● Exercise aim:
Write the listing out again, all of it, word for word.

● Data:

== Segment start ==

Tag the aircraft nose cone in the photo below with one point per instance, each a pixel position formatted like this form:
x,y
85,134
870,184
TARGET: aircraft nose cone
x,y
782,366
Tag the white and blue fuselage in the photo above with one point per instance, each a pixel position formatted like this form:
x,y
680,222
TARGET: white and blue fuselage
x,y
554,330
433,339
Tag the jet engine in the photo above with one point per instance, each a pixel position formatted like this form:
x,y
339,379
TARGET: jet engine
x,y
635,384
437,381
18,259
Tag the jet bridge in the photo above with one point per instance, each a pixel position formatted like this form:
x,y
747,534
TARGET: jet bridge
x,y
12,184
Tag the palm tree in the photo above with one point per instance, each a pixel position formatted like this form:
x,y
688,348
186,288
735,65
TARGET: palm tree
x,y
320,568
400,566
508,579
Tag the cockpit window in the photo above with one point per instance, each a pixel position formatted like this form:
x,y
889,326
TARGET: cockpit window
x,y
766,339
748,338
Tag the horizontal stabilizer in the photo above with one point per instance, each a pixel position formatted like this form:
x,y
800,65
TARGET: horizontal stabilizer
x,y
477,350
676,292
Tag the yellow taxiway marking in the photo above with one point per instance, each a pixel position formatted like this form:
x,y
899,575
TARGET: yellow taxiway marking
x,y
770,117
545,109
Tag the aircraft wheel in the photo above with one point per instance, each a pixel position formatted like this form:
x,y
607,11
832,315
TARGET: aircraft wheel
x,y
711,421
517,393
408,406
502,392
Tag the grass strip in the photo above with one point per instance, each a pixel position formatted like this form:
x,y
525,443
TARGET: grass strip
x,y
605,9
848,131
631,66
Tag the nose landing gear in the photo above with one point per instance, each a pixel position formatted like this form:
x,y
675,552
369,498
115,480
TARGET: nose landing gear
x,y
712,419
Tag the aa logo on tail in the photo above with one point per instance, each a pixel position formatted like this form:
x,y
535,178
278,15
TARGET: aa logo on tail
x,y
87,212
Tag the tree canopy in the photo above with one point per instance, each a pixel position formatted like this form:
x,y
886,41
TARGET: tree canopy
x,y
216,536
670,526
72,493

== Segment end ==

● Worked solution:
Tag the aircraft nose cone in the photo below with one point per instance, each a pixel position formatted like this form:
x,y
85,134
870,184
TARGET: aircraft nose cone
x,y
782,366
Tag the white and blue fuselage in the photo above with one point per instance, each a pixel position formatted like this form:
x,y
680,222
TARGET: white and blue fuselage
x,y
554,330
433,339
Tag the jet engine in the photo above with one point per instance, each a pixel position formatted like this form:
x,y
339,379
TARGET: jet engine
x,y
635,384
437,381
18,259
Tag the jet bridge in the photo above with one point per instance, each a pixel position formatted like this form:
x,y
747,534
TARGET: jet bridge
x,y
12,184
Tag the palm tree in the photo above with one point per instance, each a pixel position formatted like this form:
x,y
688,348
186,288
735,65
TARGET: palm tree
x,y
320,568
400,566
508,579
Tag the cockpit window in the photo above with one point per instance, each a pixel position formatted like this form:
x,y
889,326
TARGET: cockpit window
x,y
766,339
748,338
Tag the horizontal stabilizer in the photo above with one point per instance, each a pixel position formatted like this form:
x,y
800,65
TARGET: horizontal stabilizer
x,y
477,350
676,292
Tag the yellow taxiway marking in the photo above with one point per instance, each a pixel position formatted like this form:
x,y
899,575
TARGET: yellow taxiway marking
x,y
770,117
545,109
Tag the aircraft wheel in the photo above with one point per instance, each a pixel position formatted like this form:
x,y
607,11
832,315
TARGET: aircraft wheel
x,y
711,421
517,393
408,406
502,392
Tag the grass strip in the photo above with one point per instance, each a pixel position formatted like this form:
x,y
525,443
TARGET: grass strip
x,y
605,9
848,131
631,66
Tag the nose landing gear in the photo above with one point per instance, each a pixel position formatted like this form:
x,y
675,552
369,498
115,480
TARGET: nose landing gear
x,y
712,419
Tag the aa logo on tail in the photo above with one point per instance, each a pixel position formatted like this form:
x,y
535,178
278,15
TARGET: aa logo on tail
x,y
87,212
Tag the tree canopy in the photo above with one point per instance, each a pixel position formatted like this form:
x,y
886,41
TARGET: tree canopy
x,y
216,536
670,526
72,493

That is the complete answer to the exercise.